• _Your objective_
Lines holding the word "skyline" must be located in the listing below and copied.

• _Material provided_
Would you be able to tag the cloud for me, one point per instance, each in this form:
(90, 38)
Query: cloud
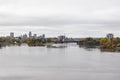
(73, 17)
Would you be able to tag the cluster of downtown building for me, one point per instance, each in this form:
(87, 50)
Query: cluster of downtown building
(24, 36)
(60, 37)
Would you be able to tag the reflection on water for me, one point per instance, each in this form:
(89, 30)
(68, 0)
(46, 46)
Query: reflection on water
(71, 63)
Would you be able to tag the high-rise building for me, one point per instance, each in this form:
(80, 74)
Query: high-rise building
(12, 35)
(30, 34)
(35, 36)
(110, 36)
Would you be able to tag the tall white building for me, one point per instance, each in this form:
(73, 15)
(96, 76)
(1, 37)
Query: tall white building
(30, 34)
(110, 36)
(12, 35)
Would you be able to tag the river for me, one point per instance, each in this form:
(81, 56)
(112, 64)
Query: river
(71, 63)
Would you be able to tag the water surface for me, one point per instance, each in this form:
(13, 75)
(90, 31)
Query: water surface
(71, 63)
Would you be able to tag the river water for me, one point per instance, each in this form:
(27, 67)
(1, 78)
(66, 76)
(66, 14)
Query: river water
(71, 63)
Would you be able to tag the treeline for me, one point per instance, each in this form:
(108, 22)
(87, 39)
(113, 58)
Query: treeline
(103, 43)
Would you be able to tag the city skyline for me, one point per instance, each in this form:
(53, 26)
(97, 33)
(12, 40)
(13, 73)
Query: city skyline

--

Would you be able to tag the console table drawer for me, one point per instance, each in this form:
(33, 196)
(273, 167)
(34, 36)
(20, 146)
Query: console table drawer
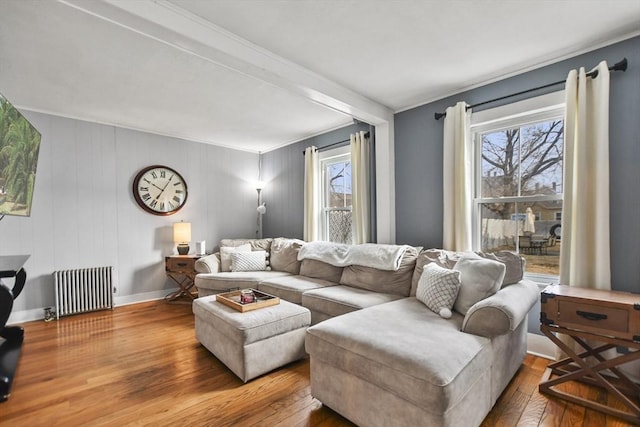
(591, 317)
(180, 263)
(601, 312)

• _Written solution_
Would you be able to tag the city skyline for me, one point per instance, each in this form:
Query: city skyline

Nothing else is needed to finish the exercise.